- **Requirement**:
I would like every record reproduced exactly, with the pictures left out.

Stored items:
★ ★ ★ ★ ★
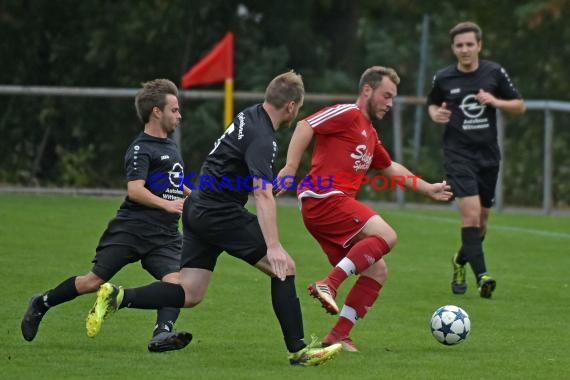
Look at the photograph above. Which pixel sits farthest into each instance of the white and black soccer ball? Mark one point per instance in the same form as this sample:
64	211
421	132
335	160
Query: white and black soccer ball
450	325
★ ★ ★ ★ ★
- **Solution to the exercise**:
Look at the photograph above. Which pixel sits farthest into each instance of the white and black soccer ball? Mark one point per instance in the same form as this sample:
64	211
421	132
335	160
Query: white and black soccer ball
450	325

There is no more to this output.